Input rows:
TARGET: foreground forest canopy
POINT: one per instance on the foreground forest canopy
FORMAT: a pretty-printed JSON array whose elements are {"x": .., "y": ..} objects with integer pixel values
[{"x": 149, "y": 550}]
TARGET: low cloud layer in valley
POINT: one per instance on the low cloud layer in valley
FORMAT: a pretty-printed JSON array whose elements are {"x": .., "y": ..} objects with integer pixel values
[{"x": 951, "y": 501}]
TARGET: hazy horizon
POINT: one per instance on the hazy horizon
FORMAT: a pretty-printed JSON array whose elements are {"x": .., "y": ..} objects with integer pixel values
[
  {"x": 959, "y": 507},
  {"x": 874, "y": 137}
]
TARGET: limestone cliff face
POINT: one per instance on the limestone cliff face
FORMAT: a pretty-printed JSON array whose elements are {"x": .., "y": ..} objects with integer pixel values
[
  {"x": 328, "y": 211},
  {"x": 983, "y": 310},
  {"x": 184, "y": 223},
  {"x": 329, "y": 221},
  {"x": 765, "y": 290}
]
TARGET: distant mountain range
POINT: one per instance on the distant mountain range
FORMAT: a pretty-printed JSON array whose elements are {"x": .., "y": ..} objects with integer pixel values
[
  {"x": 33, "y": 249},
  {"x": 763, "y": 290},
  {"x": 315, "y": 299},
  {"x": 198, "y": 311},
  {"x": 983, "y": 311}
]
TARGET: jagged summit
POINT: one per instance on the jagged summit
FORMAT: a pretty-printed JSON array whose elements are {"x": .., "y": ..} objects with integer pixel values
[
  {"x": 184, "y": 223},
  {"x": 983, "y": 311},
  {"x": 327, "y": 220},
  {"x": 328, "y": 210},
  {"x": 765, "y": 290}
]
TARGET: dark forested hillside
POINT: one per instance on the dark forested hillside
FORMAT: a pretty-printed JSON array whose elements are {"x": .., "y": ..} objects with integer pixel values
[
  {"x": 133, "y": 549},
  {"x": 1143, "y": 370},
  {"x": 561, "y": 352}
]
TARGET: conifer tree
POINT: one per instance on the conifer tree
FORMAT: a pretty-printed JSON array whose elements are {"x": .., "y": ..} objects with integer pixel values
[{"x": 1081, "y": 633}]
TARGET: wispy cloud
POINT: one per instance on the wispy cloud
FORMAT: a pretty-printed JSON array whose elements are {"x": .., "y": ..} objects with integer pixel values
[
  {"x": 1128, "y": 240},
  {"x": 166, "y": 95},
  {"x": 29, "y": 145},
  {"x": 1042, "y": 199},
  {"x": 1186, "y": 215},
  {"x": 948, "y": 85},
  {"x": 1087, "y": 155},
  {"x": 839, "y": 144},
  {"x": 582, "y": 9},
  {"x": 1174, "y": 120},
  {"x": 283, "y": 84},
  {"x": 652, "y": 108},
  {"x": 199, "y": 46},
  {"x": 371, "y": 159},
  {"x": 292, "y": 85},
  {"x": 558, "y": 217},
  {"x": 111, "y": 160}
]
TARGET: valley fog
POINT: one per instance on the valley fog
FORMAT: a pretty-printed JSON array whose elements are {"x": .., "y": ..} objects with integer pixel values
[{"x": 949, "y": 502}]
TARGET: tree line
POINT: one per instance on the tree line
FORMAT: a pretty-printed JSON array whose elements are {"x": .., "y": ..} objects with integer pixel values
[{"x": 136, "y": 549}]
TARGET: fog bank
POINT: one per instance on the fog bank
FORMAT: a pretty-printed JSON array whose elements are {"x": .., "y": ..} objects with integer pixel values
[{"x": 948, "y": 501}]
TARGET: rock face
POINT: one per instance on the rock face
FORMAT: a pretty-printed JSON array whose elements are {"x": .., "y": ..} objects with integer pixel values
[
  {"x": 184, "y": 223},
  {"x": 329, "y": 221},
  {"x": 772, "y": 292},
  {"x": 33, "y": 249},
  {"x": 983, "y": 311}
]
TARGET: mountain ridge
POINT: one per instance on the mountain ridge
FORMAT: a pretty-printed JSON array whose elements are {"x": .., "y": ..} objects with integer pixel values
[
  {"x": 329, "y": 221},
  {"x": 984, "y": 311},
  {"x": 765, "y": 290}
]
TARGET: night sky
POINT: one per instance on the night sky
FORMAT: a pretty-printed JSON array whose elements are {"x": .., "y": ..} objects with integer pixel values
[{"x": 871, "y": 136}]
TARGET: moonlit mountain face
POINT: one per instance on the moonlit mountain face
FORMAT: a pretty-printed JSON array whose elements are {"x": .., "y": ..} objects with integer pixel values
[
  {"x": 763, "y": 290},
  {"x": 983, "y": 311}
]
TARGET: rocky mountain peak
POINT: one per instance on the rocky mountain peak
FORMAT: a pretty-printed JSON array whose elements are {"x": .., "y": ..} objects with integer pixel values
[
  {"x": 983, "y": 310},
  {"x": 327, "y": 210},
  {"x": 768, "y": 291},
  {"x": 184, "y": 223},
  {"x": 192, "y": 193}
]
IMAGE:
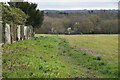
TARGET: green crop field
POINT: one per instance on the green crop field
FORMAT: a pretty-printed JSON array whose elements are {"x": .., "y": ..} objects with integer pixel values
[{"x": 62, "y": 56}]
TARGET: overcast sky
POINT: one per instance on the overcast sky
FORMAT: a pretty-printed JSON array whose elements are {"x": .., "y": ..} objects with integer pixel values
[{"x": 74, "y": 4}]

...

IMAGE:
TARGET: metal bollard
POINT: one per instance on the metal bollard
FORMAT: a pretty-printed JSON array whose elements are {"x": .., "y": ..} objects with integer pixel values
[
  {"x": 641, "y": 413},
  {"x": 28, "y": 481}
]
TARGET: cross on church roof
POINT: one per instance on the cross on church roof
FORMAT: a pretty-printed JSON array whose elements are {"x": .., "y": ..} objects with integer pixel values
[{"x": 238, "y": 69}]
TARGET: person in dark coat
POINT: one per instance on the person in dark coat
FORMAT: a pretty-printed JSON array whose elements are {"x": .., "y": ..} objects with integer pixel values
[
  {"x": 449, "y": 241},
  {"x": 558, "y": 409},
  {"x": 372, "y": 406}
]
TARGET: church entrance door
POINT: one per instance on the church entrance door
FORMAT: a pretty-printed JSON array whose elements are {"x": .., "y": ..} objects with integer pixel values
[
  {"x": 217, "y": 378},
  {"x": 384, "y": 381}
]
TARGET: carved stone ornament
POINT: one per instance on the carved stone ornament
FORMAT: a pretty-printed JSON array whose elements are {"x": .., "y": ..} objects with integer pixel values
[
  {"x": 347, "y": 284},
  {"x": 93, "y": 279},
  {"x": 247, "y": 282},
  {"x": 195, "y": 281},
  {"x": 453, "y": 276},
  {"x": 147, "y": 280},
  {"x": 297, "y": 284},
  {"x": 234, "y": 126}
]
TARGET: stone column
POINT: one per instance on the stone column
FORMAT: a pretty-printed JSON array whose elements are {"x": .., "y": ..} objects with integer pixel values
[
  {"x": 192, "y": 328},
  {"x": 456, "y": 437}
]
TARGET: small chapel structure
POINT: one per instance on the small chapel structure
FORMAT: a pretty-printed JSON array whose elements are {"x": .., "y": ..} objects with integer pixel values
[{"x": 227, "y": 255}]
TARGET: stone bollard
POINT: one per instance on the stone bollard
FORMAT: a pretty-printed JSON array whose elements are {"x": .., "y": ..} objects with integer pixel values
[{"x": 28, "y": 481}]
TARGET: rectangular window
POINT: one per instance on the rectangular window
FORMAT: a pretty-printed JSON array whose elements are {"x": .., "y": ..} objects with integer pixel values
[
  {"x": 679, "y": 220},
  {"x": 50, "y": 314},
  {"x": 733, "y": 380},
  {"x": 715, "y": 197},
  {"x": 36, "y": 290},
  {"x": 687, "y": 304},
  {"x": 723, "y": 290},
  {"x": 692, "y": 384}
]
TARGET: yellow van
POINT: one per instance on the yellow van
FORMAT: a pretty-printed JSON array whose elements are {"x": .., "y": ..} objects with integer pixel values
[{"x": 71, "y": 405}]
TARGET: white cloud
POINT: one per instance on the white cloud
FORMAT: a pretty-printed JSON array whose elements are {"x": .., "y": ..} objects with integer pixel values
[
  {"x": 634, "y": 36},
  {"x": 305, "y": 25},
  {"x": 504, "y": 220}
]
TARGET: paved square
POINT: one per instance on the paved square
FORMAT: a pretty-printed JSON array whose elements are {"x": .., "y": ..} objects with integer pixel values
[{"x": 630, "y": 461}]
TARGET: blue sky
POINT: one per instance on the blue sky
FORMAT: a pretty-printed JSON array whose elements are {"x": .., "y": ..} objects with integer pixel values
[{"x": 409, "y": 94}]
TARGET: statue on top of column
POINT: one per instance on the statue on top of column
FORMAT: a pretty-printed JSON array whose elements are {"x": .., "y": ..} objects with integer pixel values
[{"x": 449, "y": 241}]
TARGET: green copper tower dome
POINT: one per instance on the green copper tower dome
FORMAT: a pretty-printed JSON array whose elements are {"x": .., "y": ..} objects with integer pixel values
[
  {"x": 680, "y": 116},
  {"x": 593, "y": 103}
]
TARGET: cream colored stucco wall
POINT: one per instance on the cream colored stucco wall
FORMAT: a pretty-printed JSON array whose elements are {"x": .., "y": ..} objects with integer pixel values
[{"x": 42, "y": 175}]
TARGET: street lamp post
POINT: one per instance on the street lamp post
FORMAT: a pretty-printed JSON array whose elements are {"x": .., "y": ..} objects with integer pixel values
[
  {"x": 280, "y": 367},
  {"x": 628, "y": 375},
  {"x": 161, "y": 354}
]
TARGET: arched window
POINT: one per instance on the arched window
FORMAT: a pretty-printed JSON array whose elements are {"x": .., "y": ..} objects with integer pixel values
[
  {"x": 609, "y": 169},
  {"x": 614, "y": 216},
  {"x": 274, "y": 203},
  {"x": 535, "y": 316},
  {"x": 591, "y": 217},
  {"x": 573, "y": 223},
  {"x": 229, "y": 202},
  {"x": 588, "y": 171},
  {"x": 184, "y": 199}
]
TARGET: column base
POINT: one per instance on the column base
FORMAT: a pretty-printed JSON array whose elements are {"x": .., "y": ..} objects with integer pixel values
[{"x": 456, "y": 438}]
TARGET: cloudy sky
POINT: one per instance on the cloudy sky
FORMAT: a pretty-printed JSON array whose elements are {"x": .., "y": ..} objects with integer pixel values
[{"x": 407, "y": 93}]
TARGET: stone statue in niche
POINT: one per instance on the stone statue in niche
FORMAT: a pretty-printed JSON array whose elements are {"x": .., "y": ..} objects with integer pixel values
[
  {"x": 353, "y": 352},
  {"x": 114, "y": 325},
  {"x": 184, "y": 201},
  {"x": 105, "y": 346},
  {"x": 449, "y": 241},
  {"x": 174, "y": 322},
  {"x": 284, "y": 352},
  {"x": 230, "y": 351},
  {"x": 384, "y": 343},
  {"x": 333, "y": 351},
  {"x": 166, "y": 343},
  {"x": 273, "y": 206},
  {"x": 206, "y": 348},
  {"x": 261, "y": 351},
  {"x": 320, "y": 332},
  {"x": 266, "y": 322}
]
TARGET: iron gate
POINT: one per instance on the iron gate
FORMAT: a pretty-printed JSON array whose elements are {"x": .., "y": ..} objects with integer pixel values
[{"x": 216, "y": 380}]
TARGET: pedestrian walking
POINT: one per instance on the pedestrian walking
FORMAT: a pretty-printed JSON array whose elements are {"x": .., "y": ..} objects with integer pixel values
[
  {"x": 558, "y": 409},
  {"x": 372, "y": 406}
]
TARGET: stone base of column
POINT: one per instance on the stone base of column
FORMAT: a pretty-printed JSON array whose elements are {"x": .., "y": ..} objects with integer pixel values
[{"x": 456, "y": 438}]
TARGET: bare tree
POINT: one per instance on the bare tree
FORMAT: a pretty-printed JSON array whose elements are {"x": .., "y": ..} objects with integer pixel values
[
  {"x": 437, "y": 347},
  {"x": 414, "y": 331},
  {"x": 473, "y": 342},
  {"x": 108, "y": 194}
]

---

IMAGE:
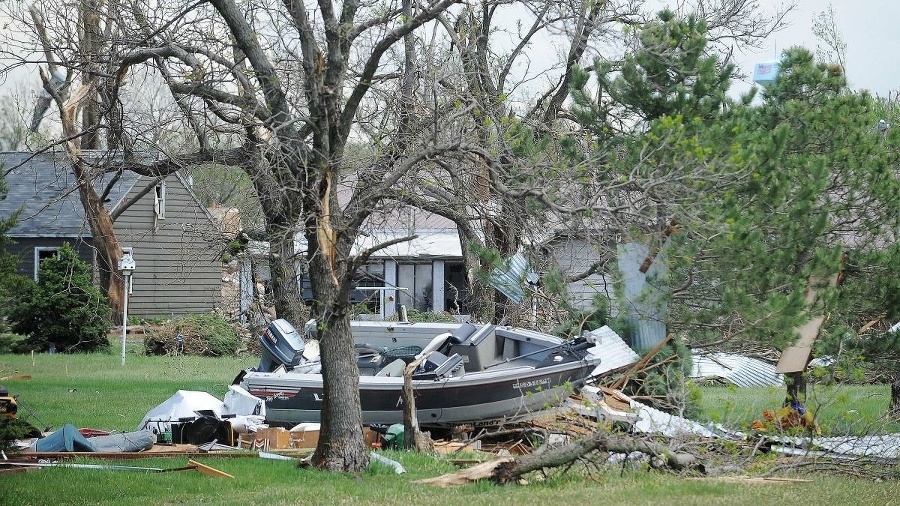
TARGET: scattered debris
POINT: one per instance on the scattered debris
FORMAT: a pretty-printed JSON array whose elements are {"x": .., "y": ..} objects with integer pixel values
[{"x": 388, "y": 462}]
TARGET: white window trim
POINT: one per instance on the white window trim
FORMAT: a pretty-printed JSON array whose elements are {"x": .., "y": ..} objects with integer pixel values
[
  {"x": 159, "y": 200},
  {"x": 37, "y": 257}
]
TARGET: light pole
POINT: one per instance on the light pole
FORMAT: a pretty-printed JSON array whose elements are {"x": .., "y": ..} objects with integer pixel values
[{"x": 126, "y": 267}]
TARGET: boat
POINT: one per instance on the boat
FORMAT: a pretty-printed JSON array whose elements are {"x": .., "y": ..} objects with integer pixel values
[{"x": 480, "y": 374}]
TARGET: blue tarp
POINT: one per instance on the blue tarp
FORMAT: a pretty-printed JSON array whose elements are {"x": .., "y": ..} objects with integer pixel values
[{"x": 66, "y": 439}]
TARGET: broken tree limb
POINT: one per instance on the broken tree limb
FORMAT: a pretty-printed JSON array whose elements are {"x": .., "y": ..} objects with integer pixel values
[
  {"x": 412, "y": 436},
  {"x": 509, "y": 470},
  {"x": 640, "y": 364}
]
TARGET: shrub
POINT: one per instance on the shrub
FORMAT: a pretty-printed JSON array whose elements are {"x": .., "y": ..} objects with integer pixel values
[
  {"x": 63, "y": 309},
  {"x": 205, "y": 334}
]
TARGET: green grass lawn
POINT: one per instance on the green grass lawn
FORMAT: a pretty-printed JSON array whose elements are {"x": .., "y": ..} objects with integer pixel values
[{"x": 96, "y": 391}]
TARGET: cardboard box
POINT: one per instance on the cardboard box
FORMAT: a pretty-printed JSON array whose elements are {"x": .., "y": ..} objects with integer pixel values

What is needed: Please collect every line of the records above that contains the word "copper", matching case exactly.

Task answer:
TARGET: green copper tower dome
POINT: one per instance on the green copper tower dome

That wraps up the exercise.